====== AUSGEWÄHLTER AUSZUG

Wie die Sprecherin der Staatsanwaltschaft München I, Anne Leiding, bestätigt, gingen "mehrere Strafanzeigen von Privatpersonen ein". Diese richten sich gegen Verantwortliche der "Süddeutschen Zeitung", die ihren Redaktionssitz in München hat. Die privaten Anzeiger äußern demnach den Verdacht, dass durch das Ibiza-Video das Zugänglichmachen von Bildaufnahmen, die geeignet sind, dem Ansehen der abgebildeten Person erheblich zu schaden (Paragraf 201a Absatz 2 Strafgesetzbuch), verwirklicht wurde. Außerdem gibt es den Verdacht des Zugänglichmachens von höchstpersönlichen Bildaufnahmen.

============

AUFGABE A
Übernimm aus dem Auszug über die Strafanzeigen wegen des Ibiza-Videos den Abschnitt von „Wie die Sprecherin“ bis einschließlich „von höchstpersönlichen Bildaufnahmen.“ unverändert.
AUFGABE B
Fasse im Auszug über die Strafanzeigen den Absatz, der mit „Wie die Sprecherin“ beginnt, als knappe Stichpunktliste zusammen und behalte dabei die wesentlichen Fakten bei.

====== BEREITGESTELLTE DATEN

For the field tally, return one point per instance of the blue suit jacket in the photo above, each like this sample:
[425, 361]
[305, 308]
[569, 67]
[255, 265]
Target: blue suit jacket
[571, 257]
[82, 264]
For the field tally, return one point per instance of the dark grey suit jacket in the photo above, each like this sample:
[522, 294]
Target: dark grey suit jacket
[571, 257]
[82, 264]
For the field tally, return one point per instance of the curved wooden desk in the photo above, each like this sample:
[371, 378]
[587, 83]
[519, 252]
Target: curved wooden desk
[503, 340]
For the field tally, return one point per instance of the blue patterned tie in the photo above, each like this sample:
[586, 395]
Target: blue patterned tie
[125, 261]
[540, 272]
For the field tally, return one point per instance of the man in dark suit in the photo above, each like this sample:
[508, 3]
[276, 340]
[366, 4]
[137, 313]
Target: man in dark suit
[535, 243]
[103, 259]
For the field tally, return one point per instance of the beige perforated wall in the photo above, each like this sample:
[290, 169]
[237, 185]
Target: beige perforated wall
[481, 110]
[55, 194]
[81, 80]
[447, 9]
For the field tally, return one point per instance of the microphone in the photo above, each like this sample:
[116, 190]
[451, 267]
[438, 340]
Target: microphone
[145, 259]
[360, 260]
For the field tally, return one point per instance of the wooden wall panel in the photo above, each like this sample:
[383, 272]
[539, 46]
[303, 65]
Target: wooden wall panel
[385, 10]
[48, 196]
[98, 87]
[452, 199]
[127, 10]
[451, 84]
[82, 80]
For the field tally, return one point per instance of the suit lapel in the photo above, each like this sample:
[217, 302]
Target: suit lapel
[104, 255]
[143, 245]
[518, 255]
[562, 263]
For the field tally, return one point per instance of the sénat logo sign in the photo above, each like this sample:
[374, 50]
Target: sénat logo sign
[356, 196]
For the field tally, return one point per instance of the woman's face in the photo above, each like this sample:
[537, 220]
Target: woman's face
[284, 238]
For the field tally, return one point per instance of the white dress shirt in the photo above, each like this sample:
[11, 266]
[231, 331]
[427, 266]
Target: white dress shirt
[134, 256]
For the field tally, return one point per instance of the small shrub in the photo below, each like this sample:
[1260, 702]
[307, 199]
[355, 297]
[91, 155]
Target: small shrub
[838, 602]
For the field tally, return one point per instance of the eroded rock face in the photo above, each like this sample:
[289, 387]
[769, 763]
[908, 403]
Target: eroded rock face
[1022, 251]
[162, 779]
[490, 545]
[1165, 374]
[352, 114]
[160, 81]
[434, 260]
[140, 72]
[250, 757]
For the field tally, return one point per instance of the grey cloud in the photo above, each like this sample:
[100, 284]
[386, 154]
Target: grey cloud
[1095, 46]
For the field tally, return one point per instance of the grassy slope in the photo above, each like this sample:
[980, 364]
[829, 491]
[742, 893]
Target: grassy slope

============

ANTWORT A
Wie die Sprecherin der Staatsanwaltschaft München I, Anne Leiding, bestätigt, gingen "mehrere Strafanzeigen von Privatpersonen ein". Diese richten sich gegen Verantwortliche der "Süddeutschen Zeitung", die ihren Redaktionssitz in München hat. Die privaten Anzeiger äußern demnach den Verdacht, dass durch das Ibiza-Video das Zugänglichmachen von Bildaufnahmen, die geeignet sind, dem Ansehen der abgebildeten Person erheblich zu schaden (Paragraf 201a Absatz 2 Strafgesetzbuch), verwirklicht wurde. Außerdem gibt es den Verdacht des Zugänglichmachens von höchstpersönlichen Bildaufnahmen.

ANTWORT B
- Anne Leiding, Sprecherin der Staatsanwaltschaft München I, bestätigt mehrere Strafanzeigen von Privatpersonen.
- Die Anzeigen richten sich gegen Verantwortliche der „Süddeutschen Zeitung“, die ihren Redaktionssitz in München hat.
- Ein Verdacht lautet, dass durch das Ibiza-Video Bildaufnahmen zugänglich gemacht wurden, die dem Ansehen der abgebildeten Person erheblich schaden können (§ 201a Abs. 2 StGB).
- Außerdem besteht der Verdacht des Zugänglichmachens höchstpersönlicher Bildaufnahmen.